◆ **Problem to work on**: Rewrite the rows below, replacing "dead branch" with "fallen branch" and leaving everything else as it is. Leave the pictures out of your answer.

** START OF Data shown **

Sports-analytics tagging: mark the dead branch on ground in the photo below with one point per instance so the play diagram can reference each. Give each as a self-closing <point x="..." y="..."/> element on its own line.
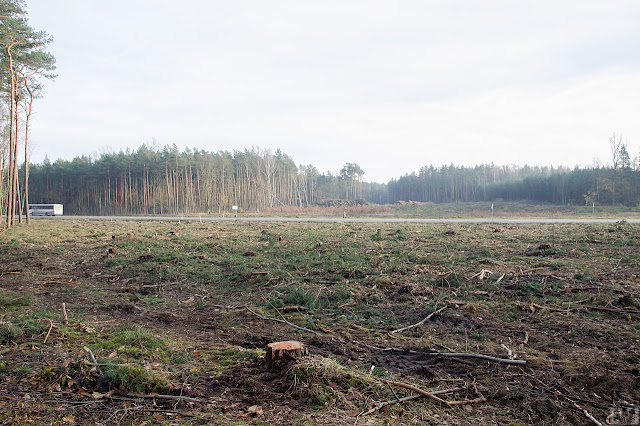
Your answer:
<point x="282" y="321"/>
<point x="418" y="324"/>
<point x="158" y="396"/>
<point x="381" y="405"/>
<point x="479" y="356"/>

** END OF Data shown **

◆ **Answer to the problem**:
Sports-analytics tagging: mark the fallen branch on ground in the photo below with one point per instance so the play diagram can reference each. Give each as a self-closing <point x="..." y="..."/> element on its own line.
Your answer:
<point x="282" y="321"/>
<point x="418" y="324"/>
<point x="158" y="396"/>
<point x="381" y="405"/>
<point x="479" y="356"/>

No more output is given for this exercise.